**** Extracted data ****
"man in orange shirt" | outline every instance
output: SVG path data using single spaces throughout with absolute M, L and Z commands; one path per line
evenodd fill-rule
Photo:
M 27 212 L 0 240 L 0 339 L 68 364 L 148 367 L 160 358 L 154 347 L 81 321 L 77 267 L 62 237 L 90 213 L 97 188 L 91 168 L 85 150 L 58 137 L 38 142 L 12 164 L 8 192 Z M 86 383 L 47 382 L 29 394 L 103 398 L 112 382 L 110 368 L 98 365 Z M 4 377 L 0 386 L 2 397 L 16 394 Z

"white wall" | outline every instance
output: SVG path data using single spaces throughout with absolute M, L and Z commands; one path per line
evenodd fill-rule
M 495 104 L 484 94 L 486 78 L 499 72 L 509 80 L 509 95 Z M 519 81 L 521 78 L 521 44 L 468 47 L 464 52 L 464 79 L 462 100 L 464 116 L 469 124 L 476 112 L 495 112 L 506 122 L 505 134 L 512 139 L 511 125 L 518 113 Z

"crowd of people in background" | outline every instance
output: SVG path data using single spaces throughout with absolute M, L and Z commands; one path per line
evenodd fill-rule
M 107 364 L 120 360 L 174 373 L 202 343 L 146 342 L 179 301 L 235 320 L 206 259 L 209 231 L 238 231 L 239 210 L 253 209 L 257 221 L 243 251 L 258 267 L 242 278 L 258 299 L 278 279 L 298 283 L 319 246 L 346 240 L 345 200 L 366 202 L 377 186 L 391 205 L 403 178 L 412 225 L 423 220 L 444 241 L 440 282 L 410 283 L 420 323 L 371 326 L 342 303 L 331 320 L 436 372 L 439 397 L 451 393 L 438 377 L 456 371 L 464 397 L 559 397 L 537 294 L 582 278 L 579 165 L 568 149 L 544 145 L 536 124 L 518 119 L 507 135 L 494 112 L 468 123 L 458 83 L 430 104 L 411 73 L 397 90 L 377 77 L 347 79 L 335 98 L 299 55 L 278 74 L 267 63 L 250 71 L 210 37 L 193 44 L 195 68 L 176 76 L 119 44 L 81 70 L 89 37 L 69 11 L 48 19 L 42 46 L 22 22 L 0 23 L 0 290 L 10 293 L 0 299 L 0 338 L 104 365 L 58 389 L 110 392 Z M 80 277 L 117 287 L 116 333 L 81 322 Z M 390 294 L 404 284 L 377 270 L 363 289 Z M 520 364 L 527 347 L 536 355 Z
****
Starting at the top of the records and ending after the line that contains "M 495 104 L", restate those lines with every "outline" renamed to "trace" and nothing else changed.

"man in orange shirt" | trace every instance
output: SVG path data using single spaces throughout with absolute M, L and Z commands; one path per line
evenodd fill-rule
Photo:
M 27 212 L 0 240 L 0 339 L 68 364 L 148 367 L 160 358 L 154 347 L 81 321 L 77 267 L 62 237 L 90 213 L 97 188 L 91 168 L 85 150 L 58 137 L 38 142 L 12 164 L 8 192 Z M 86 383 L 47 382 L 29 394 L 103 398 L 112 382 L 110 368 L 98 365 Z M 4 377 L 0 386 L 2 397 L 16 394 Z

"white wall" | trace every instance
output: SVG path data using single spaces throughout with absolute M, L and Z commands; one path per line
evenodd fill-rule
M 495 104 L 484 94 L 486 78 L 499 72 L 509 80 L 509 95 Z M 519 81 L 521 78 L 521 44 L 468 47 L 464 52 L 464 79 L 462 100 L 464 116 L 469 124 L 476 112 L 495 112 L 506 122 L 505 134 L 512 139 L 511 125 L 518 113 Z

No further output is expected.